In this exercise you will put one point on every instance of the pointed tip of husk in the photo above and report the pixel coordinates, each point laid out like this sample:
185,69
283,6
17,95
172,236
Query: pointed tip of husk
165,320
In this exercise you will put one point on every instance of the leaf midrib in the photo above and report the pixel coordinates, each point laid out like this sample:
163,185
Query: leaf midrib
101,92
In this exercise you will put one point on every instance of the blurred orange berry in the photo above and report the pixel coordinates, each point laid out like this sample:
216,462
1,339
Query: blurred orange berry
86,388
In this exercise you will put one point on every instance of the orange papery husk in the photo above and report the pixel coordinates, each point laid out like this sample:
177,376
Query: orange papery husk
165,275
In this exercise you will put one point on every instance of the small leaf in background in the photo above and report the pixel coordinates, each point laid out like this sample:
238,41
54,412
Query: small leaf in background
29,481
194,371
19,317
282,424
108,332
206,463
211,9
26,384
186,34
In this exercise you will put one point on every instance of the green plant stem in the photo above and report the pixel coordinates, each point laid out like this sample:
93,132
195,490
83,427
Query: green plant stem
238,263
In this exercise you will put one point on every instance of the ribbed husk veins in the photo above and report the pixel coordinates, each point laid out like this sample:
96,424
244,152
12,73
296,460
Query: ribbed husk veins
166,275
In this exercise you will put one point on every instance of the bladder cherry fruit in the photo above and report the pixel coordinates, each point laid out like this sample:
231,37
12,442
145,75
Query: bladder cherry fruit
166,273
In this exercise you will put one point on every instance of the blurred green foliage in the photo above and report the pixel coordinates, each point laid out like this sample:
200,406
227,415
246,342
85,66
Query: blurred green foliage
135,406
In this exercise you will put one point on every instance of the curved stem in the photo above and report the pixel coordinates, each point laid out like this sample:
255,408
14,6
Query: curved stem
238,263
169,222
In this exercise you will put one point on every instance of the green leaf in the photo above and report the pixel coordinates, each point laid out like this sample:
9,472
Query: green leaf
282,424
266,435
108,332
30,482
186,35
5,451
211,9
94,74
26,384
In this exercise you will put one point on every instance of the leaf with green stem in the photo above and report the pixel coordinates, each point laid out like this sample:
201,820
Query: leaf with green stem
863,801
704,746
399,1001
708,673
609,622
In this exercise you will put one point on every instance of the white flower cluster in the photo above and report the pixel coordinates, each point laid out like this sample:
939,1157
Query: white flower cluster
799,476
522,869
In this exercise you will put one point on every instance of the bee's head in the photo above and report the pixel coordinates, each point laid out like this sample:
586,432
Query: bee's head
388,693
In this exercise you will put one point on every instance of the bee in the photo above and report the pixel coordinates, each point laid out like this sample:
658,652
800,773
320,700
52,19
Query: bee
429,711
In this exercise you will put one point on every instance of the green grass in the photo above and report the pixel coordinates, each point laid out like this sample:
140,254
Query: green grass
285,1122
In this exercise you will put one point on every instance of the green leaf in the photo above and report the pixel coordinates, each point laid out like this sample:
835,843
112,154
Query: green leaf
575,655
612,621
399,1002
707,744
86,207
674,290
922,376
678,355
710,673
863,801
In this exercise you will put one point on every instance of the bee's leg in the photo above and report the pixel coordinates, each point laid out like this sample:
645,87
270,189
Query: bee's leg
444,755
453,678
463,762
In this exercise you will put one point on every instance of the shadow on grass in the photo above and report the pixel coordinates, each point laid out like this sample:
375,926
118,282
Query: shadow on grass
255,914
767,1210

------------------------

Written task: Make an exact copy of the material above.

Answer to the problem:
In this exercise you will put one point on every instance of the pointed tip of husk in the photo above and report the pixel coordinates, each point laid out like this sample:
185,69
283,6
17,95
172,236
Query: pointed tip of husk
165,320
In this exercise you will put one point on every instance of the leaf midrib in the photo above and report the pixel coordinates, each point laid out like this sample:
163,185
Query: leaf midrib
101,92
In this exercise you will put one point on every instance of the blurred orange berry in the photo above and report the pixel coordinates, each point laid out like this sample:
216,462
1,339
Query: blurred orange berry
86,388
In this exercise you will put one point on every instance of the orange papery husk in the photo above and report the pixel coordinates, each point laid out like this sample:
177,376
Query: orange papery husk
165,275
In this exercise you will put one point on every instance of the small leaf in background in the photo above and report the pixel coordinates, each point laid out like this sample:
238,41
54,412
Query: small leaf in background
29,481
194,371
19,317
282,424
108,332
206,463
211,9
26,384
186,34
In this exercise you will put one point on every instance of the green plant stem in the photo above and report the pixel coordinates, each point laid out like this sample:
93,132
195,490
83,427
Query: green plant stem
238,263
In this exercise you will put one point on every instance of the ribbed husk veins in the photo above and report the pixel coordinates, each point laid out like this sample:
96,424
244,152
12,73
296,460
Query: ribbed husk veins
166,275
In this exercise you will put one point on every instance of the bladder cherry fruit in the photo above and report the pixel coordinates, each point laid out like this sample:
231,37
12,442
145,75
Query: bladder cherry fruit
166,273
In this exercise you will put one point on every instance of the blurred green foliage in the photo above and report the pixel coordinates, each point laid out like this sample:
200,406
227,415
246,342
85,66
Query: blurred green foliage
135,406
In this exercise you will put one point on every instance of the curved stem in the photo above and report the pixel coordinates, each point laid out like this sample:
255,408
14,6
Query: curved stem
238,263
169,222
In this exercise you will put one point on every instance of the green leaf in the photo above and report the pixel coordinates, each point laid out like this sample:
9,472
Query: green leaf
282,424
266,435
108,332
30,482
186,35
5,451
211,9
94,74
26,384
In this exercise you will put one point on every instance of the leaf with green stem in the photo above and report the pixel coordinates, each point laid out like this sample:
201,820
Query: leaf with green stem
863,801
704,746
399,1001
708,673
609,622
In this exercise you will put one point on every instance of the white flower cluster in the photo above and report the pixel coordinates, each point laid out like this sample:
939,1157
Query: white flower cluster
799,476
522,869
In this exercise you will put one point on every instance of the bee's head in the photo above and report the pixel coordinates, each point laid out like this sample:
586,432
Query: bee's head
388,693
In this exercise you will put one point on every instance of the bee in the photo above and report the pixel coordinates, each point laid out like this sample:
658,652
800,773
320,700
52,19
Query: bee
429,711
In this exercise you will put one point on every instance of the green grass in the photo above and report the pixel coordinates, each point laid out like this sample:
140,254
Query: green grass
285,1122
In this exercise you will put one point on every instance of the green leaf in the photo above and report the pixel coordinates, each point laid out like this sample:
835,843
112,154
Query: green leaf
575,655
612,621
399,1002
707,744
86,207
674,290
922,376
678,355
710,673
863,801
In this exercise you will put one point on every instance of the bee's leg in the photo above and report the pixel coordinates, each point laid out like this sample:
645,87
270,189
Query: bee's leg
444,755
453,678
463,762
In this exercise you will put one point on every instance of the shadow on grass in the photo above and report the pixel coordinates, each point laid out like this sample:
375,926
118,282
Query: shadow on grass
255,914
767,1210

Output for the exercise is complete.